What you will do :: Leave out the pictures and restate the rest of the data exactly.

#### Information provided

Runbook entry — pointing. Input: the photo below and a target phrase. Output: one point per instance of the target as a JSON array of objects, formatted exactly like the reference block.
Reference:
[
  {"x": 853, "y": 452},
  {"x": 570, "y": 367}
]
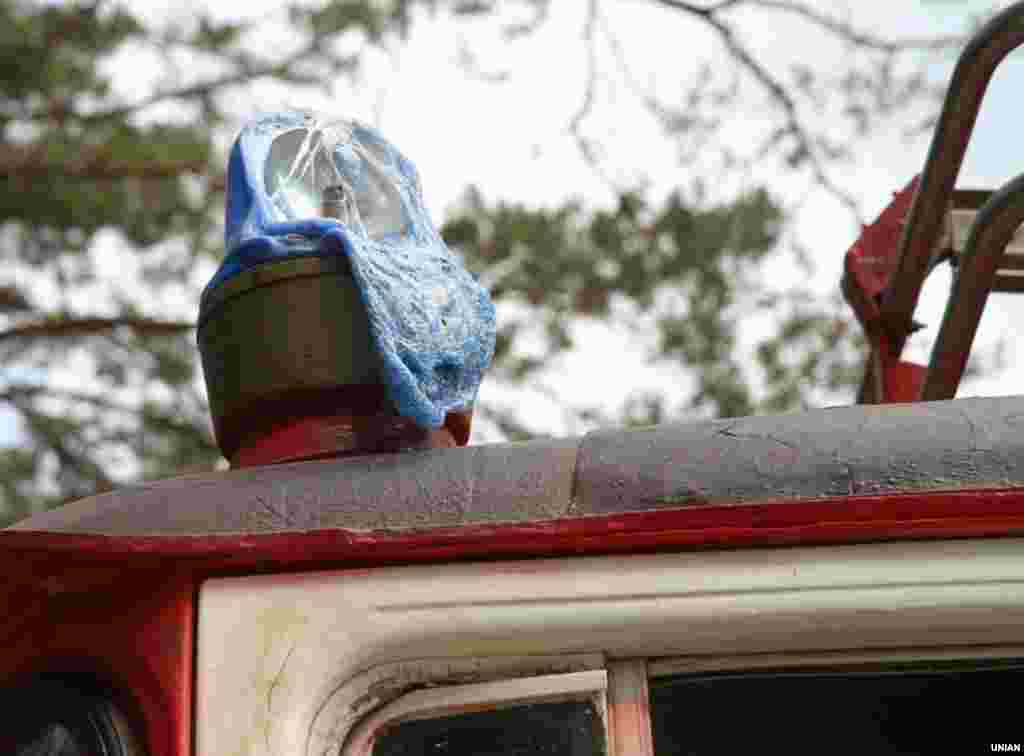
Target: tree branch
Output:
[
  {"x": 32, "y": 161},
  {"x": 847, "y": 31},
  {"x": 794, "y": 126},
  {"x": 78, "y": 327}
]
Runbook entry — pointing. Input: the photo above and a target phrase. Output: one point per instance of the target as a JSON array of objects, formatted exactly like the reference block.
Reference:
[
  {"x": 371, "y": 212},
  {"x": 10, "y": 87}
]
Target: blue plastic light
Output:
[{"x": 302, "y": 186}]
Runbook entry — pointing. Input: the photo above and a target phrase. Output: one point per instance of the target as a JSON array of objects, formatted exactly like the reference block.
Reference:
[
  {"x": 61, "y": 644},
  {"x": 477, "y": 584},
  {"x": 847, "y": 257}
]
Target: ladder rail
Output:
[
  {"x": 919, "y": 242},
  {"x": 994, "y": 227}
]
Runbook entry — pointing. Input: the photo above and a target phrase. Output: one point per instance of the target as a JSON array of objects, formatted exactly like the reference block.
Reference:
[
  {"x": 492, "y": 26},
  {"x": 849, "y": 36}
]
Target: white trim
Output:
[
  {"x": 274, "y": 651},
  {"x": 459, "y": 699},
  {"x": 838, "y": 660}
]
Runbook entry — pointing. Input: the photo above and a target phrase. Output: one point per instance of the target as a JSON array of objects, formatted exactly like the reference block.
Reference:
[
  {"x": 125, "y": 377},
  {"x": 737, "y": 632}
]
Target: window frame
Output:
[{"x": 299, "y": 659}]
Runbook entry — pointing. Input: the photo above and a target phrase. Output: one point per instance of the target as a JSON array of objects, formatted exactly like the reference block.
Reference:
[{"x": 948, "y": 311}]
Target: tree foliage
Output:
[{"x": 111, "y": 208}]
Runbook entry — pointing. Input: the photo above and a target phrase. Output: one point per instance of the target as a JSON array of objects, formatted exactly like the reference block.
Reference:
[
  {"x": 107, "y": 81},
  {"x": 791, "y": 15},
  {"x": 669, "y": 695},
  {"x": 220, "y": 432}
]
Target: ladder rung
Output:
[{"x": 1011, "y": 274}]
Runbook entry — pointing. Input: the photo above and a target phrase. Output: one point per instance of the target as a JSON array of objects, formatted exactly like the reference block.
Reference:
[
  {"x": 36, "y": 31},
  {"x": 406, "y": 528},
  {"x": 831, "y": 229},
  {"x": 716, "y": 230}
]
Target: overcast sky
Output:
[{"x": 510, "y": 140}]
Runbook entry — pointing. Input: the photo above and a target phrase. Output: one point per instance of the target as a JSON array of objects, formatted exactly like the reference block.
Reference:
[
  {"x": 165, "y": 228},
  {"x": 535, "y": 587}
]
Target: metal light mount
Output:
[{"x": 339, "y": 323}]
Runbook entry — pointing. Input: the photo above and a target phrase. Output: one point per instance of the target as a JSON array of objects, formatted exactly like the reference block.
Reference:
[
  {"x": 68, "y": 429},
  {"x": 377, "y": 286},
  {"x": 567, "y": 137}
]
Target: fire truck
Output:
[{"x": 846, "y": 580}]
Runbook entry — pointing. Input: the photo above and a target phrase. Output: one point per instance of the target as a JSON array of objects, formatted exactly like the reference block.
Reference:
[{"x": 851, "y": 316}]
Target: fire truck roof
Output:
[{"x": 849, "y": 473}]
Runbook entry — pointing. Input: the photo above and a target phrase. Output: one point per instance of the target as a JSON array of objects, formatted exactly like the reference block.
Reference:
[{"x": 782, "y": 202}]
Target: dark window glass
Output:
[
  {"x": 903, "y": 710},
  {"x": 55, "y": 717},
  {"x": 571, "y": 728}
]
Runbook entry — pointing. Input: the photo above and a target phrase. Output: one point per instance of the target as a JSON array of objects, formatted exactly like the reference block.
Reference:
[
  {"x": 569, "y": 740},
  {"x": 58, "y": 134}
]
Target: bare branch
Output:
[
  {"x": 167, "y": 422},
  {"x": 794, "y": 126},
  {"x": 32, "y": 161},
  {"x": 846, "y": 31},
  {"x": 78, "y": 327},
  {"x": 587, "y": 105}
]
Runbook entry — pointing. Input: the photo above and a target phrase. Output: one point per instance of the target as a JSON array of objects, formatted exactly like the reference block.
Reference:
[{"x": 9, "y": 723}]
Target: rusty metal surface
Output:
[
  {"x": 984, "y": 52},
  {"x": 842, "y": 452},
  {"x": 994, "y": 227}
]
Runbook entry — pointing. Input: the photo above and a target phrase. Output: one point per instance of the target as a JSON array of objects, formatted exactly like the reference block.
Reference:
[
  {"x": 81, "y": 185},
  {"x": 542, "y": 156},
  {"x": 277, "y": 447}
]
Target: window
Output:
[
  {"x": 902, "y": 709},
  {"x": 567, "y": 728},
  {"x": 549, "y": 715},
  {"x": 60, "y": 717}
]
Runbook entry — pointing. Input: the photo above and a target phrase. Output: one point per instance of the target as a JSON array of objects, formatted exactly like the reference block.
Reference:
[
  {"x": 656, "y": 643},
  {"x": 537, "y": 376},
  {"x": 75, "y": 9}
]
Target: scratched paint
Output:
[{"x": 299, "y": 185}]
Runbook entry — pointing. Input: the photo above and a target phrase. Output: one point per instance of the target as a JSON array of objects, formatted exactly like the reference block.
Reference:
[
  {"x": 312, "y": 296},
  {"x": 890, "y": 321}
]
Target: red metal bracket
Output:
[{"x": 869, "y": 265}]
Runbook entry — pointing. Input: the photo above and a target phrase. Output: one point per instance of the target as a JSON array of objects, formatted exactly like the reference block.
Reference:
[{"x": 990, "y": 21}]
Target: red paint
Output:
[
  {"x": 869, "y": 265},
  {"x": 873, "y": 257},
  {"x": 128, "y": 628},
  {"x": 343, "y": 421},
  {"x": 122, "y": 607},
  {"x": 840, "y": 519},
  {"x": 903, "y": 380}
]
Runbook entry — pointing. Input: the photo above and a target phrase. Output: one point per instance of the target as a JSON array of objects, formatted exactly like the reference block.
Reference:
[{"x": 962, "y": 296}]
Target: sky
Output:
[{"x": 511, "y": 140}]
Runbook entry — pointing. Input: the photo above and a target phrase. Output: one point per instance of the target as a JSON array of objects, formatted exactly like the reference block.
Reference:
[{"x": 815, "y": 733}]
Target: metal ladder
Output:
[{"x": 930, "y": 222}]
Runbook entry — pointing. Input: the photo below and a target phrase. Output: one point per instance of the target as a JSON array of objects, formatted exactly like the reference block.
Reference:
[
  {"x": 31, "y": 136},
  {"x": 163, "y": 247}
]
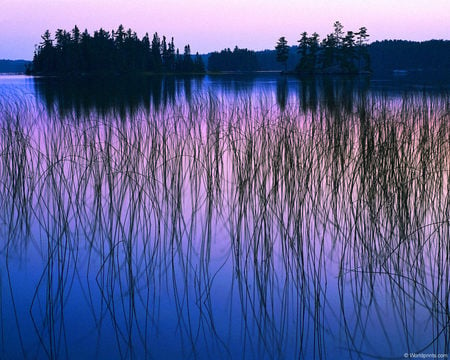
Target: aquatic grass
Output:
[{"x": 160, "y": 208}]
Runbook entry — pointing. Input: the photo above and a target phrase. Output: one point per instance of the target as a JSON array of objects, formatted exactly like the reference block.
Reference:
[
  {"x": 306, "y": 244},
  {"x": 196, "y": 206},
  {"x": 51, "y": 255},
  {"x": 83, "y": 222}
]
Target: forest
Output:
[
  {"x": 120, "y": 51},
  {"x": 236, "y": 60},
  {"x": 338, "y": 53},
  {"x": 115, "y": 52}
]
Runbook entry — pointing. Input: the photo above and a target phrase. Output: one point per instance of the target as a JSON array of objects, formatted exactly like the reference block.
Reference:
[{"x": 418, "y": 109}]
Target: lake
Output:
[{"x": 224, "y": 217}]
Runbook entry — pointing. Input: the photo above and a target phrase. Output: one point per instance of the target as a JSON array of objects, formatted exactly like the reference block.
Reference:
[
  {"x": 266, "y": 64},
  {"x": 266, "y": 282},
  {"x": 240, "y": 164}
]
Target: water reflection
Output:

########

Response to the task ::
Runbook entry — pointing. Input: the photo below and a target phrase. Output: one point per instance of the target as a JSON array of objects, formatted exactly like the reference block.
Reference:
[
  {"x": 853, "y": 452},
  {"x": 570, "y": 367}
]
Target: tree branch
Output:
[
  {"x": 32, "y": 161},
  {"x": 847, "y": 31},
  {"x": 794, "y": 126},
  {"x": 78, "y": 327}
]
Runbook entry — pointing. Input: the photo above and a target phrase. Output: one point per instance of the target as a JSON array of objects, formatted exactly like the reference block.
Reference:
[
  {"x": 371, "y": 212},
  {"x": 10, "y": 87}
]
Target: blue plastic light
Output:
[{"x": 302, "y": 186}]
Runbook entry — pointing. Input: the photo above and a target phrase. Output: one point per instance of the target as a JSON array of objects, formatted exactly like the reference block.
Reference:
[
  {"x": 61, "y": 644},
  {"x": 477, "y": 584},
  {"x": 847, "y": 257}
]
Target: ladder rail
Output:
[
  {"x": 919, "y": 242},
  {"x": 994, "y": 227}
]
Runbook entry — pointing. Input: the photo above and a target phrase. Output: one point per instance of the target as a JSON array of objects, formatted exactly like the reference block.
Reference:
[
  {"x": 492, "y": 26},
  {"x": 849, "y": 36}
]
Target: white trim
Output:
[
  {"x": 274, "y": 651},
  {"x": 459, "y": 699},
  {"x": 838, "y": 660}
]
Runbook entry — pointing. Input: the photo above and a target phrase. Output: one point per instance of the target as a JSON array of objects, formatted exactly like the reference block.
Reference:
[
  {"x": 125, "y": 377},
  {"x": 737, "y": 632}
]
Target: window frame
Output:
[{"x": 299, "y": 659}]
Runbook entry — pointing. Input: the photo above and a target phrase. Output: one point per instance of the target as a JSON array of objects, formatted exactly like the reference block.
Reference:
[{"x": 948, "y": 311}]
Target: tree foliage
Output:
[{"x": 111, "y": 208}]
Runbook entry — pointing. Input: the photo above and a target phrase. Output: one point per instance of the target as a JSON array of objects, formatted exactly like the reference block.
Reference:
[
  {"x": 107, "y": 81},
  {"x": 791, "y": 15},
  {"x": 669, "y": 695},
  {"x": 220, "y": 432}
]
Target: ladder rung
Output:
[{"x": 1011, "y": 274}]
Runbook entry — pointing. Input: the photo above and a target phrase. Output: one point per instance of the target as a JSON array of objects, formatted exactly like the reference block.
Reference:
[
  {"x": 36, "y": 31},
  {"x": 406, "y": 528},
  {"x": 831, "y": 229},
  {"x": 716, "y": 230}
]
Target: overcast sky
Output:
[{"x": 510, "y": 140}]
Runbook entry — pointing. Input: the photo above and a target phrase. Output: one point per instance of the target as a JSON array of objects, formatted exactly like the reference block.
Reference:
[
  {"x": 165, "y": 228},
  {"x": 535, "y": 587}
]
Target: metal light mount
Output:
[{"x": 339, "y": 323}]
Runbook entry — pointing. Input: the photo above and a target phrase. Output: one point per instance of the target as a JSON array of objects, formatted exactly like the reference block.
Reference:
[
  {"x": 68, "y": 429},
  {"x": 377, "y": 286},
  {"x": 567, "y": 137}
]
Target: fire truck
Output:
[{"x": 846, "y": 580}]
Runbook entry — pointing. Input: the photo above and a target phrase. Output: one point per instance of the target as a JSON array of objects, formatted exactly like the reference block.
Reference:
[{"x": 851, "y": 316}]
Target: fire truck roof
Output:
[{"x": 849, "y": 473}]
Runbook entry — pointing. Input: the photo above and a target phrase. Output: one point per instance of the target as a JSON array of objects, formatted exactly like the reference block.
Reference:
[{"x": 782, "y": 202}]
Target: dark window glass
Output:
[
  {"x": 903, "y": 710},
  {"x": 55, "y": 717},
  {"x": 571, "y": 728}
]
Runbook entry — pointing. Input: the photo above and a target phrase. Output: one point per instance of the target as a JSON array of objects, formatted exactly like the reference block.
Reference:
[
  {"x": 569, "y": 740},
  {"x": 58, "y": 134}
]
Target: bare branch
Output:
[
  {"x": 167, "y": 422},
  {"x": 794, "y": 126},
  {"x": 32, "y": 161},
  {"x": 846, "y": 31},
  {"x": 78, "y": 327},
  {"x": 587, "y": 105}
]
Runbook entry — pointing. Input: the photo above and a target phrase. Output: one point per instance of the target as a JSON array of objects, formatted exactly like the reference block.
Reference:
[{"x": 9, "y": 723}]
Target: rusty metal surface
Output:
[
  {"x": 984, "y": 52},
  {"x": 842, "y": 452},
  {"x": 994, "y": 227}
]
Runbook entry — pointing. Input: the photo above and a target phrase. Output: one point per instance of the target as a JSON array of objects, formatted exactly like the reference block.
Reference:
[
  {"x": 81, "y": 185},
  {"x": 542, "y": 156},
  {"x": 277, "y": 447}
]
Target: window
Output:
[
  {"x": 902, "y": 709},
  {"x": 567, "y": 728},
  {"x": 549, "y": 715},
  {"x": 60, "y": 717}
]
Runbook entry — pointing. Input: the photo above and a target phrase. Output: one point per instance of the target as a JSON array of objects, formatted exactly like the reference block.
Reference:
[
  {"x": 656, "y": 643},
  {"x": 537, "y": 376},
  {"x": 75, "y": 9}
]
Target: scratched paint
Output:
[{"x": 299, "y": 185}]
Runbook entry — pointing. Input: the photo above and a target phrase. Output: one point per instance of the target as a JSON array of objects, formatted exactly like the reference block.
Reference:
[
  {"x": 312, "y": 296},
  {"x": 890, "y": 321}
]
Target: red metal bracket
Output:
[{"x": 869, "y": 265}]
Runbook entry — pointing. Input: the photo above and a target phrase. Output: one point per instance of the target as a JSON array of objects, formatted exactly like the reference block.
Reference:
[{"x": 990, "y": 21}]
Target: red paint
Output:
[
  {"x": 869, "y": 265},
  {"x": 873, "y": 257},
  {"x": 128, "y": 628},
  {"x": 343, "y": 421},
  {"x": 122, "y": 607},
  {"x": 840, "y": 519},
  {"x": 903, "y": 380}
]
Runbook entry — pointing. Input: the photo above and a target phrase. Output: one point per instance of the target as a JSON array of objects, formatted exactly like the reference block.
Reference:
[{"x": 962, "y": 296}]
Target: sky
Output:
[{"x": 511, "y": 140}]
Runbook entry — pointing. Input: the photo above and a target phrase. Output: one point per instance of the target as a JSON array of objects, formatted exactly like the reference block.
Reference:
[{"x": 815, "y": 733}]
Target: metal ladder
Output:
[{"x": 930, "y": 222}]
Runbook entry — pointing. Input: the photo below and a target phrase. Output: one point per instance of the target as a JSON array of objects, formatted exactly like the reference block.
Reference:
[
  {"x": 31, "y": 136},
  {"x": 163, "y": 247}
]
Target: aquatic grass
Output:
[{"x": 160, "y": 208}]
Runbook entry — pointing. Input: the photo above and a target phrase. Output: one point per instance of the target as a JSON array of objects, formatted exactly like the reference block.
Reference:
[
  {"x": 306, "y": 244},
  {"x": 196, "y": 206},
  {"x": 51, "y": 255},
  {"x": 83, "y": 222}
]
Target: forest
Output:
[
  {"x": 120, "y": 51},
  {"x": 236, "y": 60},
  {"x": 338, "y": 53},
  {"x": 115, "y": 52}
]
Runbook entry — pointing. Input: the photo above and a target phrase. Output: one point per instance of the target as a JSON array of objects, formatted exactly like the reference block.
Reference:
[{"x": 418, "y": 109}]
Target: lake
Output:
[{"x": 224, "y": 217}]
Runbook entry — pointing. Input: the photo above and a target phrase. Output: one point per instance of the target as a JSON array of objects, formatted exactly like the reference block.
Reference:
[
  {"x": 266, "y": 64},
  {"x": 266, "y": 282},
  {"x": 240, "y": 164}
]
Target: water reflection
Output:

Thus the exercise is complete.